§ **Testo sorgente**:

Brexit a troppo caro prezzo e il premier britannico chiede sconti

Keir Starmer, nuovo premier britannico, si aggrappa all’Europa, per trovare una sponda indispensabile per rimettere in piedi il suo Paese. E lo fa usando come tribuna i discorsi a margine del suo viaggio a Berlino e a Parigi. Non rinnega apertamente la Brexit, ma rilancia una collaborazione ‘multipla’, foriera di promettenti sviluppi.

Regno Unito e nuova socialdemocrazia

Il Regno Unito vorrebbe essere il Paese-laboratorio di una nuova proposta socialdemocratica. Ricordate la ‘Terza via’ di Tony Blair? Fu un esperimento parzialmente fallito per diverse ragioni. Probabilmente, i tempi non erano maturi e i modelli politici vivevano ancora nel solco dei ‘bipartitismi perfetti’. Programmi o bianchi o neri, senza sfumature di compromesso. Oggi, il premier laburista ritorna alla carica, con un progetto di governance riformista, che potremmo tranquillamente battezzare come “Quarta via”. Però, la strada è in salita. Anzi, pericolosamente scoscesa, perché l’ex glorioso Impero britannico è ormai un ricordo sbiadito.

§ **Richiesta A**:
Conta le righe delle voci che contengono la stringa "person", distinguendo tra maiuscole e minuscole. Indica soltanto il numero.
§ **Richiesta B**:
Prosegui il testo su Starmer e la Brexit a partire dall'ultima frase riportata.

§ **Voci**:
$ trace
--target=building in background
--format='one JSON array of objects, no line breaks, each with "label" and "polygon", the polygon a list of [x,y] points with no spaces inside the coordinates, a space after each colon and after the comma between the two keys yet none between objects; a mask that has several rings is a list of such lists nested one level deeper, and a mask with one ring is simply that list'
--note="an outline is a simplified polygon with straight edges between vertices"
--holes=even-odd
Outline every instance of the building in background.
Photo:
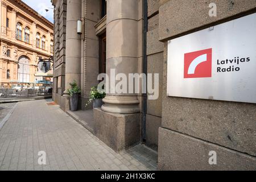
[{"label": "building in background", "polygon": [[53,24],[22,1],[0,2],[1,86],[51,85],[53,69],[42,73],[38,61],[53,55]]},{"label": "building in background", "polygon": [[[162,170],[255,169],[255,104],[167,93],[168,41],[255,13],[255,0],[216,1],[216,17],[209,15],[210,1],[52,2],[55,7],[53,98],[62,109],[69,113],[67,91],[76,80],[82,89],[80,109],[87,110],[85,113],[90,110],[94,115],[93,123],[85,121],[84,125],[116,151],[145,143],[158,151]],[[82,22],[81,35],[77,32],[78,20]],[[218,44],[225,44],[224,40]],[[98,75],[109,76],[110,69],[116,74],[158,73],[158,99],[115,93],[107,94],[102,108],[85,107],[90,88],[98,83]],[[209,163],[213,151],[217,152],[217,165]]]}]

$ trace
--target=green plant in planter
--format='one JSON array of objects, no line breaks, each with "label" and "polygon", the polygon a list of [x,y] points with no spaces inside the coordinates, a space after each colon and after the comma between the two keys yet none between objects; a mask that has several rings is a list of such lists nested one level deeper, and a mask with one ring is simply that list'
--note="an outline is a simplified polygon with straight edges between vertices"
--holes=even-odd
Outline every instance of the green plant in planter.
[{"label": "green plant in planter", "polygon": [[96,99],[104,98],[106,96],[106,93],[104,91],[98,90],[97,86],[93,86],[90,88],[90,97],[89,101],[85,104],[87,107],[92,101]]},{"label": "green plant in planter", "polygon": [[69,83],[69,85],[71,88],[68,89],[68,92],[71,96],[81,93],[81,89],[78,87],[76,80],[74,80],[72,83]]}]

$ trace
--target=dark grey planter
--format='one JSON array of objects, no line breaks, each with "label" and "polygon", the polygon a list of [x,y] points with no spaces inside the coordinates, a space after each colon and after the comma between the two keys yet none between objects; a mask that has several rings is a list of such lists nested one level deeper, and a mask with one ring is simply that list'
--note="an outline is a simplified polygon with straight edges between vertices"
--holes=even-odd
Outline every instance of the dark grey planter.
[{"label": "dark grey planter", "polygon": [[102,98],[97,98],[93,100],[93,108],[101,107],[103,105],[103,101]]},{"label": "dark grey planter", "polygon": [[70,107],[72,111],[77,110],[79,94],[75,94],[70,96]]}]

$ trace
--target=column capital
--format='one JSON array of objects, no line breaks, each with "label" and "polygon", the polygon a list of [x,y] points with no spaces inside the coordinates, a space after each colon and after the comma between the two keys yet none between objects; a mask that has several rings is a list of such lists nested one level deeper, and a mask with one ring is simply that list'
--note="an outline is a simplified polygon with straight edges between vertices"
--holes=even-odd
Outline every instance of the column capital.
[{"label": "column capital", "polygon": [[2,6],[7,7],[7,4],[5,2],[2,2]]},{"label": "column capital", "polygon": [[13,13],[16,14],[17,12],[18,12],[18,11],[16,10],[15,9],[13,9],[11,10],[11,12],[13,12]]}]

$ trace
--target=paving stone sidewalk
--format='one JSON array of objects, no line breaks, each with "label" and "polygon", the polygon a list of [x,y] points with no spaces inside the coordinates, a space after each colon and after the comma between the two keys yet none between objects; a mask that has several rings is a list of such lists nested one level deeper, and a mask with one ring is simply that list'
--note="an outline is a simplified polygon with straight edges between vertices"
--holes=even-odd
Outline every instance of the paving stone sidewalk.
* * *
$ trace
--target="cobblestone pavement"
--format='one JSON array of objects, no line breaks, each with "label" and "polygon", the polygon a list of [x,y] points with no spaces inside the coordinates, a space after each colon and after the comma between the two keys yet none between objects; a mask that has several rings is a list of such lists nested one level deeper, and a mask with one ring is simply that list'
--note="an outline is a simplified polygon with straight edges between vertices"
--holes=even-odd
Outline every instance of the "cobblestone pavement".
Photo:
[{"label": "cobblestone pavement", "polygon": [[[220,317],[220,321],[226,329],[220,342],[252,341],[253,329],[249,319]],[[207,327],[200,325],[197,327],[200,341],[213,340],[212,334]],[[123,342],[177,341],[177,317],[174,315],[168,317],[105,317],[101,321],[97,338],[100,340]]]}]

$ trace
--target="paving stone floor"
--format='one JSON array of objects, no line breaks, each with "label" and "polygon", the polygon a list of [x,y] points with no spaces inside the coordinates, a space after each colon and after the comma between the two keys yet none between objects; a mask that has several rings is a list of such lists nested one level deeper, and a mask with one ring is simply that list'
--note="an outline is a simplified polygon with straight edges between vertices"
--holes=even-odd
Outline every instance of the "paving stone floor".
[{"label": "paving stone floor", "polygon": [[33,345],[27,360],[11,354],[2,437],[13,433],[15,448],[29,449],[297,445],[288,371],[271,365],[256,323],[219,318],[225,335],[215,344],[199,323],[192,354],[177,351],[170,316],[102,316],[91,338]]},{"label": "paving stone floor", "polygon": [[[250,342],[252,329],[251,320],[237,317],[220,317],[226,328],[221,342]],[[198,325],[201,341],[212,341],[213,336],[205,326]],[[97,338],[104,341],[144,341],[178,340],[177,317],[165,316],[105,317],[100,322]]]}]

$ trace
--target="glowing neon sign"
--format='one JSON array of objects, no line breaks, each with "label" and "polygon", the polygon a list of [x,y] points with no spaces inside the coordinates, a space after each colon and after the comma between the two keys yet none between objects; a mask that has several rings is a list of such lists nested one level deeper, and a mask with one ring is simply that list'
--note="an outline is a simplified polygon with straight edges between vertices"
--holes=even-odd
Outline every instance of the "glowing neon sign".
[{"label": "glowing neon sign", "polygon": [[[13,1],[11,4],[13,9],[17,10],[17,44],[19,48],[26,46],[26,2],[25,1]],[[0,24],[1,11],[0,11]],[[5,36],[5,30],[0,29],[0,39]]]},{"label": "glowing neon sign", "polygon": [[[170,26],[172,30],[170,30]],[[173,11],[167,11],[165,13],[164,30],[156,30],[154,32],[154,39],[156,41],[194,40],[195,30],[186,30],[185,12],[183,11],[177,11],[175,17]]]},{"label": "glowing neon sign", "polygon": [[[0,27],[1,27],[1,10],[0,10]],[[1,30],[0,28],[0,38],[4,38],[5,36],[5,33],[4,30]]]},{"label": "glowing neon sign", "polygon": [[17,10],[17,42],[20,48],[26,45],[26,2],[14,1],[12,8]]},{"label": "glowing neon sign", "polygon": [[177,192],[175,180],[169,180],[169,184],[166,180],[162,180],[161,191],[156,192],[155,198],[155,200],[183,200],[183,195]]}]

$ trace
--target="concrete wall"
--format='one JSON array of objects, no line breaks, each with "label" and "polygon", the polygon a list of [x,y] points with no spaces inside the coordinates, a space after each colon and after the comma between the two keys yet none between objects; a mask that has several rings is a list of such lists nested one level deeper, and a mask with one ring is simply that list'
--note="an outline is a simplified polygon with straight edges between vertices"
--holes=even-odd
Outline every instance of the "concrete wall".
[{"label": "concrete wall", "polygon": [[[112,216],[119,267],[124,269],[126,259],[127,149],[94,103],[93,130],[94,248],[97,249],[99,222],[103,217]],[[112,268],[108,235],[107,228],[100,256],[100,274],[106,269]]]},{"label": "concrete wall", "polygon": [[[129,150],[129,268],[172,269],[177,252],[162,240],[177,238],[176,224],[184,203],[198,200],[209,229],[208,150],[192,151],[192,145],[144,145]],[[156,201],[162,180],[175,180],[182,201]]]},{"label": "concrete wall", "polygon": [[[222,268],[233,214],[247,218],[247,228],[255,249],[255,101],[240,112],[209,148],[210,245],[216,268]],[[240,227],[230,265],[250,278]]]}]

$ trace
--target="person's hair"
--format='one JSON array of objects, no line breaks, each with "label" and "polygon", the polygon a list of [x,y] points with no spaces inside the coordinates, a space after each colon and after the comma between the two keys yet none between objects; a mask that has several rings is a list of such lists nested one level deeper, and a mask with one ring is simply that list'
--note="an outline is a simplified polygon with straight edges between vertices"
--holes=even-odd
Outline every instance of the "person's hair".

§ **Risposta A**:
2

§ **Risposta B**:
Terra bruciata dopo la catastrofe Boris

Starmer ha vinto le elezioni a valanga: allegoricamente, è come se i Tories fossero stati cacciati dal potere coi forconi. A furor di popolo. I socialisti britannici hanno ereditato le macerie di un Paese scassato, malgovernato da una classe politica conservatrice non più guidata da personaggi col carisma o le qualità di Margaret Thatcher. Una chiara mancanza di leadership, che si è fusa con una visione sociale e dell’economia francamente molto discutibile. La Brexit ha fatto il resto, infliggendo al commercio del Regno una penalizzazione formidabile, ancora tutta da quantificare. Gli inglesi si sono messi ‘in proprio’ giusto nel momento in cui bisognava puntare sulle “economie di scala”. Cioè, per essere chiari, su “grosso è bello”, perché ti dà più potere contrattuale. Come avviene con l’Unione Europea.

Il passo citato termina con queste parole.